Exercise set:
a. In the blog comments on willpower and eating disorder recovery, what happened to the writer's portions when the RD pushed for "variety"?
b. Quote the blog comments on willpower and eating disorder recovery from "At the moment" to "efforts right now.".
c. Write the next part of the blog comments on willpower and eating disorder recovery, picking up where they stop.

Document segment:
________

More good quotes from that article:

"Apparently ego depletion causes activity to rise in some parts of the brain and to decline in others. Your brain does not stop working when glucose is low. It stops doing some things and starts doing others. It responds more strongly to immediate rewards and pays less attention to long-term prospects."

'“Even the wisest people won’t make good choices when they’re not rested and their glucose is low,” Baumeister points out.'

I suppose this is why many of us in recovery follow rigid meal plans and see "intuitive eating" as a ridiculous, unattainable ideal. When my RD pushed for "variety" my portions plummeted. I couldn't handle the extra decisions about which new foods to eat and keep my willpower to eat regularly up at the same time.

At the moment I eat the exact same thing pretty much every day for breakfast, lunch, and 2 snacks. I only really make decisions about food for dinner. Is that still disordered eating? Probably. Do I give a shit? No. My goal is to live- "variety" is not even ON my list of goals. Keep my heart beating, keep my kidneys functioning, keep the feeling in my fingers and toes, etc.- those are my goals. I struggle with feeling guilty and like I'm a failure b/c of my inability to incorporate variety. This article helped me to see why I shouldn't feel guilty- willpower depletion is a normal phenomenon- and sticking with a plan that involves minimal decision making on my part is the safest thing for me to do right now. It takes an incredible amount of willpower just to do this- extra decisions would only sabotage my recovery efforts right now.

hm said...

Ha ha ha- I put up those 2 quotes, and then ended up not discussing either of them. Instead, I remarked about the article in general.

As to those 2 quotes specifically, they stood out to me b/c they reminded me that there is a scientific basis for needing food in order to maintain willpower. That seems obvious, I guess- but I never thought of it like that. Restricting/abstaining doesn't just get you back in the HABIT of restricting/abstaining- it actually depletes your ability to find the willpower to do any different. Interesting.

Anonymous said...

________

Supplied data:

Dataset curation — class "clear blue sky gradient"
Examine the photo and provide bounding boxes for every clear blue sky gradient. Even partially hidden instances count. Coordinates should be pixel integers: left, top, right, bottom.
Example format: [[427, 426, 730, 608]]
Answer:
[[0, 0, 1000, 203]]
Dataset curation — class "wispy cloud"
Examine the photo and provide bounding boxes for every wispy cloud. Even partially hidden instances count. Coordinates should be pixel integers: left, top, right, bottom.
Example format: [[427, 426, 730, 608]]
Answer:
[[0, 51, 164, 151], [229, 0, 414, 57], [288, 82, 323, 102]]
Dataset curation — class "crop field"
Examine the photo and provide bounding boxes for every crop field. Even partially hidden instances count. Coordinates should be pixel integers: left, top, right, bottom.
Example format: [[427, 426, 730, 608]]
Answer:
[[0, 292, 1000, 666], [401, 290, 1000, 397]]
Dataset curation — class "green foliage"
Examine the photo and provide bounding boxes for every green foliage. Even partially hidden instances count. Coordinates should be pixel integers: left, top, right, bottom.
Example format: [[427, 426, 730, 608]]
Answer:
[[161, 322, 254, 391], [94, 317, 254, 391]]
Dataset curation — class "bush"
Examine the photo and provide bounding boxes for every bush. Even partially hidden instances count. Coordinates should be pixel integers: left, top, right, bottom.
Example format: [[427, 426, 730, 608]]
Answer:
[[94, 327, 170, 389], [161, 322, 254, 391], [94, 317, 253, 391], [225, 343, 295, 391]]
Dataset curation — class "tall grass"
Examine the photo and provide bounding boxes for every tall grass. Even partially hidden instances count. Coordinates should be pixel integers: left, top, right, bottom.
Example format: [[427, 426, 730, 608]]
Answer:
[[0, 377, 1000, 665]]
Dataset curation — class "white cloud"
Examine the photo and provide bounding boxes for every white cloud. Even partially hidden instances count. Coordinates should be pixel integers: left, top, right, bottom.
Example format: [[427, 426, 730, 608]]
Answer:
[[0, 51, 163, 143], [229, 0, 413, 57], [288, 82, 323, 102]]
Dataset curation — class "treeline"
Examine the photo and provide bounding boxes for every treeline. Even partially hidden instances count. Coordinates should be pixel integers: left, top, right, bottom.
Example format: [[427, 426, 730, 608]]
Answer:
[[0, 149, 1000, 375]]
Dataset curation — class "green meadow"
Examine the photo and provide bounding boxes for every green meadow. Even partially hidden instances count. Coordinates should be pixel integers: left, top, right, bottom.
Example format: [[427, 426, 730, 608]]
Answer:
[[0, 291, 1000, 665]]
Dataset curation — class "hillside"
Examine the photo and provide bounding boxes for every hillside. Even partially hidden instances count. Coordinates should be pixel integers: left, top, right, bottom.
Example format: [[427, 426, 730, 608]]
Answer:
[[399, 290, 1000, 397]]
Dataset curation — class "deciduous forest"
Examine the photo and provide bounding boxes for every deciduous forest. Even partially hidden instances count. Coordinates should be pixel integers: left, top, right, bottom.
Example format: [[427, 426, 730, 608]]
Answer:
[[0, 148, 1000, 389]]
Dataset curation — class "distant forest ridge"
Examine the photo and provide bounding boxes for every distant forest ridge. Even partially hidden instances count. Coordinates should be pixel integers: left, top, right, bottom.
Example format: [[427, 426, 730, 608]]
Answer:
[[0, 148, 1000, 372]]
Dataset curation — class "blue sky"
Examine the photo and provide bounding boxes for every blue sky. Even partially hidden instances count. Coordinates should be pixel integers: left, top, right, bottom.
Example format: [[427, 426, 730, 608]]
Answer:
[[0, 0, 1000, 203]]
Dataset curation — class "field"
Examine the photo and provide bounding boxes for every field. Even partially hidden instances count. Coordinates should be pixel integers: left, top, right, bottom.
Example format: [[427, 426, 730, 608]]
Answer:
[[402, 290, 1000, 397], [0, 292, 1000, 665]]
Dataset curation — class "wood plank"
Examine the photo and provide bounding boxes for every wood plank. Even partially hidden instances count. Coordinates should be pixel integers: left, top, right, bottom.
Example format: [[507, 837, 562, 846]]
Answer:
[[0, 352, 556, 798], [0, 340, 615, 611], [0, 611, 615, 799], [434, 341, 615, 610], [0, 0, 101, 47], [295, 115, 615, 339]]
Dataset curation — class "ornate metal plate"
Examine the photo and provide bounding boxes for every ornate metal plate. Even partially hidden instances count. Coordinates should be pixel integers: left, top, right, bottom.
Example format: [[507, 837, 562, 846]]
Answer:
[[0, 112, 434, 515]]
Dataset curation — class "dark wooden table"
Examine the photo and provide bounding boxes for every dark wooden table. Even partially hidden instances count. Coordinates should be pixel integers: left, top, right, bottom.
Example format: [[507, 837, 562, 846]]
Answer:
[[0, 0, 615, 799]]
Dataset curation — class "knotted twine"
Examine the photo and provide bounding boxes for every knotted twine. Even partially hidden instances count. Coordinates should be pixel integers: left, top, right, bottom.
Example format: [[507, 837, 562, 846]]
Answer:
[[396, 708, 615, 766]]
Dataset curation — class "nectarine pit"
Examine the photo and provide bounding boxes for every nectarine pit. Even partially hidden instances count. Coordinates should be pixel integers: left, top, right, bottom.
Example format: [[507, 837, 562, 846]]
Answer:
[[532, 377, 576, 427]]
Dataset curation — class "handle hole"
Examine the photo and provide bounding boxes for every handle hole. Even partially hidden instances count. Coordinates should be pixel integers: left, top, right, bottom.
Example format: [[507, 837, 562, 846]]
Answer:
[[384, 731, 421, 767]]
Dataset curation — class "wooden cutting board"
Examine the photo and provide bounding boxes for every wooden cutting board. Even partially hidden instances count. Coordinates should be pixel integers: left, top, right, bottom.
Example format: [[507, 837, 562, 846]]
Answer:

________

Answers in order:
a. They plummeted.

b.
At the moment I eat the exact same thing pretty much every day for breakfast, lunch, and 2 snacks. I only really make decisions about food for dinner. Is that still disordered eating? Probably. Do I give a shit? No. My goal is to live- "variety" is not even ON my list of goals. Keep my heart beating, keep my kidneys functioning, keep the feeling in my fingers and toes, etc.- those are my goals. I struggle with feeling guilty and like I'm a failure b/c of my inability to incorporate variety. This article helped me to see why I shouldn't feel guilty- willpower depletion is a normal phenomenon- and sticking with a plan that involves minimal decision making on my part is the safest thing for me to do right now. It takes an incredible amount of willpower just to do this- extra decisions would only sabotage my recovery efforts right now.

c.
I'm an anxious wreck when it comes to major decisions (or even minor decisions that I treat as major life-changing choices, for example which flavor yogurt?). Here's my current strategy (I read this somewhere, but don't remember where exactly): don't make important decisions at night - in the dark even the smallest obstacle looks like a mountain. This allows me to wisely use my decision-making energies throughout the day and then give it rest. It's a good way to avoid making hasty or irrational choices just because you're tired of thinking.

Cammy said...

I have DEFINITELY had struggles with decision fatigue in my recovery (and in other areas, like choosing grad schools). I went from eating the same restrictive menu every day for years to finally having to choose from options and expand my food repertoire....

... there were many, many days when I was roaringly hungry but ended up just sitting on the floor crying after 45 minutes of surveying my kitchen because I could not for the life of me decide what to eat, with all the rules and rationalizations and debate swirling around my mind.

I also noticed that I was able to handle decisions a lot better once I had restored some weight, I was actually a lot more emotionally stable in general after that. But it was an incremental improvement and the problem certainly never disappeared.

I ran across this story in the NYT this morning and almost forwarded it to you, but you beat me to the punch and already had a post up about it! You rock.

Katie said...

My partner and I were discussing this last night! I definitely struggled with this in relation to my ED, and specifically focused on it in recovery two years ago because I knew it would be a problem. I didn't know it was called decision fatigue, but I knew it was a potential problem!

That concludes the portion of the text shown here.